ÉNONCÉ DU PROBLÈME 1:
D'après le texte cité, à quelle adresse se trouve le cabinet de Charles Thiébault ?

TEXTE CITÉ:
· · · · ·

Toutefois, Paris doit lui manquer, car il sollicite d’être inscrit au barreau de Paris en 1910.
On ignore où son enfance s’est déroulée, dans quel lycée il a fait ses études. Son père, François Thiébault, est contrôleur principal des contributions directes à sa naissance. Il a quarante ans. Sa mère s’appelle Pauline Niess. Elle a 36 ans et vit avec son mari 50, rue de Rivoli dans le 4ème arrondissement de Paris.
En octobre 1910, Charles Thiébault a déposé son dossier auprès de l’Ordre et son cousin, Maître Edmond Mouillefarine, avoué près du Tribunal de 1ère instance de la Seine, ainsi que le bâtonnier de Laon le recommandent chaudement. Ce dernier écrit au rapporteur du dossier, un certain Fernand Labori : « C’est un garçon intelligent, délicat, et au point de vue professionnel, il n’y a que des éloges à lui faire. »
Charles est inscrit au tableau des avocats de Paris le 3 octobre 1910. On trouve son nom dans un dossier de succession et dans une décision en matière de propriété intellectuelle. Son cabinet est 17, rue de Berlin. En 1914, la rue va être rebaptisée rue de Liège en hommage à la résistance des Liégeois face à l’armée allemande.

· · · · ·

DONNÉES PRÉSENTÉES:
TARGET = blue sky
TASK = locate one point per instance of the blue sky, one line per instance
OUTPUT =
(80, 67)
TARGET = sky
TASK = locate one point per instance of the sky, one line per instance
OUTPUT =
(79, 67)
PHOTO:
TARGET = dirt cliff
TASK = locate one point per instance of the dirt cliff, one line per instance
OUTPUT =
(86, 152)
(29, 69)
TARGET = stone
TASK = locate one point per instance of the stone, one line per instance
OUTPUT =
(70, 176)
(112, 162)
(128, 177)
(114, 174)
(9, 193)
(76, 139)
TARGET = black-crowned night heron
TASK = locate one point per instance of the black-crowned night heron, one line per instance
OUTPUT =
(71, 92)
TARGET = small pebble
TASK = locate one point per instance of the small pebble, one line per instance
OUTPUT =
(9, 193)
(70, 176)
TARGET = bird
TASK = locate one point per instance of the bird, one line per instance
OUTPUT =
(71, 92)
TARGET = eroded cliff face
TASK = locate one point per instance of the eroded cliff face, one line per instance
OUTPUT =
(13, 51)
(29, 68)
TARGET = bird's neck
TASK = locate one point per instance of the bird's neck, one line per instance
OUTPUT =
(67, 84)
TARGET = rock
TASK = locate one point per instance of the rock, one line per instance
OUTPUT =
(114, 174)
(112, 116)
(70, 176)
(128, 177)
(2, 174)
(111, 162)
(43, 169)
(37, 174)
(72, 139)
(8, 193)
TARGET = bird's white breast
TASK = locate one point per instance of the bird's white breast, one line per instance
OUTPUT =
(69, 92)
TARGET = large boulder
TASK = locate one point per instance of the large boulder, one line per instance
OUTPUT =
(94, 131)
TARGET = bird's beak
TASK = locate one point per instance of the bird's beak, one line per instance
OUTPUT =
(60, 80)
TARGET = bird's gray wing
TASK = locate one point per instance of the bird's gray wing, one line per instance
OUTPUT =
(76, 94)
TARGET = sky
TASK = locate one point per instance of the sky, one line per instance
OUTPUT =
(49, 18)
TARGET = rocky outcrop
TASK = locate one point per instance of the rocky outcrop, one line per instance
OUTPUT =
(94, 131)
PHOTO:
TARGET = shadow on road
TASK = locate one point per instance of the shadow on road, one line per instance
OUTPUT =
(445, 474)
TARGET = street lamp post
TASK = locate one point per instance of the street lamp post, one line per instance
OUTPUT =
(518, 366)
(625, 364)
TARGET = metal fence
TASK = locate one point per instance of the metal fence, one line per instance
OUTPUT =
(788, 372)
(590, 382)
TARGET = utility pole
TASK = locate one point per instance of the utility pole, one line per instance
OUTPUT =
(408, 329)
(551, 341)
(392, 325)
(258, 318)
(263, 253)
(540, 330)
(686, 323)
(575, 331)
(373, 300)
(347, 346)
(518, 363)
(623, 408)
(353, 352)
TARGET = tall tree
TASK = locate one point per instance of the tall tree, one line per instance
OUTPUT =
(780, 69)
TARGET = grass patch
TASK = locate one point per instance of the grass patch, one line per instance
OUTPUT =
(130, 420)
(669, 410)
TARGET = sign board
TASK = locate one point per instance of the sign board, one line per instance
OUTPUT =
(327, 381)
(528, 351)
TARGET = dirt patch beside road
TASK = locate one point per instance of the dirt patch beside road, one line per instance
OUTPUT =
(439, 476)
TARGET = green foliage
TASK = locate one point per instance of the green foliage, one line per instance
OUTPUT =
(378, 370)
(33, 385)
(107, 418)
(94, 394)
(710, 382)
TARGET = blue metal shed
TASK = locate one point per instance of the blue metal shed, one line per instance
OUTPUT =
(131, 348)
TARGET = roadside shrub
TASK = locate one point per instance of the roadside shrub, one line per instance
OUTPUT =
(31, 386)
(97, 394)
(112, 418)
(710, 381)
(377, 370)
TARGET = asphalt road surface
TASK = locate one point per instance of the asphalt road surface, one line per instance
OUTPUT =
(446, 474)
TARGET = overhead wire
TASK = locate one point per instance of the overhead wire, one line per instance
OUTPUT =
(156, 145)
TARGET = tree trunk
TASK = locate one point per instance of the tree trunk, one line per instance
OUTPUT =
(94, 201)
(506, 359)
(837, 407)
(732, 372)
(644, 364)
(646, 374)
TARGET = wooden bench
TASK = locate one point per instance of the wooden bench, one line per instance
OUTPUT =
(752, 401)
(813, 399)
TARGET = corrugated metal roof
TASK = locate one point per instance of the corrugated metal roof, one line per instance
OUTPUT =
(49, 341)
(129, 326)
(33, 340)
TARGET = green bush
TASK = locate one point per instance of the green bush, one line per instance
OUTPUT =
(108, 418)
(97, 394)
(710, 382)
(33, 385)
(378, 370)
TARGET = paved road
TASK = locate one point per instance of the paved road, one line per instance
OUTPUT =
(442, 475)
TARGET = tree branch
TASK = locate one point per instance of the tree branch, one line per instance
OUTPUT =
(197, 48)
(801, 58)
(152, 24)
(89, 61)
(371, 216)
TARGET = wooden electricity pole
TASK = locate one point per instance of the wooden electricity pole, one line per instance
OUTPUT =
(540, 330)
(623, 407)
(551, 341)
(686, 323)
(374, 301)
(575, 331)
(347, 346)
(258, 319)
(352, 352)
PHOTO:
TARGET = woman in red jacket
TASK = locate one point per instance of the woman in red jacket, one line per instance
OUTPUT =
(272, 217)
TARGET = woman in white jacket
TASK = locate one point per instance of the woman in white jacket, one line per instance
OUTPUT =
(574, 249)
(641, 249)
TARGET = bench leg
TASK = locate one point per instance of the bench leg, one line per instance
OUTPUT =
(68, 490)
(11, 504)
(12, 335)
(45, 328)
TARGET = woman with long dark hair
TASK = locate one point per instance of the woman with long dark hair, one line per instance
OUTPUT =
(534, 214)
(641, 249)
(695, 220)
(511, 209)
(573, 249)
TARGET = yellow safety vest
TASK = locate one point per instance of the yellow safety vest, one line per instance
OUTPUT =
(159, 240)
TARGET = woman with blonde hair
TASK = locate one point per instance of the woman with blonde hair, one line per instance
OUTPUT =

· · · · ·

ÉNONCÉ DU PROBLÈME 2:
Présentez sous forme de liste JSON de chaînes, une chaîne par ligne et sans lignes vides, les lignes placées après le texte, de celle qui contient « TARGET = woman with long dark hair » jusqu'à la dernière incluse.

RÉPONSE RÉDIGÉE 1:
Au 17, rue de Berlin.

RÉPONSE RÉDIGÉE 2:
[
  "TARGET = woman with long dark hair",
  "TASK = locate one point per instance of the woman with long dark hair, one line per instance",
  "OUTPUT =",
  "(534, 214)",
  "(641, 249)",
  "(695, 220)",
  "(511, 209)",
  "(573, 249)",
  "TARGET = yellow safety vest",
  "TASK = locate one point per instance of the yellow safety vest, one line per instance",
  "OUTPUT =",
  "(159, 240)",
  "TARGET = woman with blonde hair",
  "TASK = locate one point per instance of the woman with blonde hair, one line per instance",
  "OUTPUT ="
]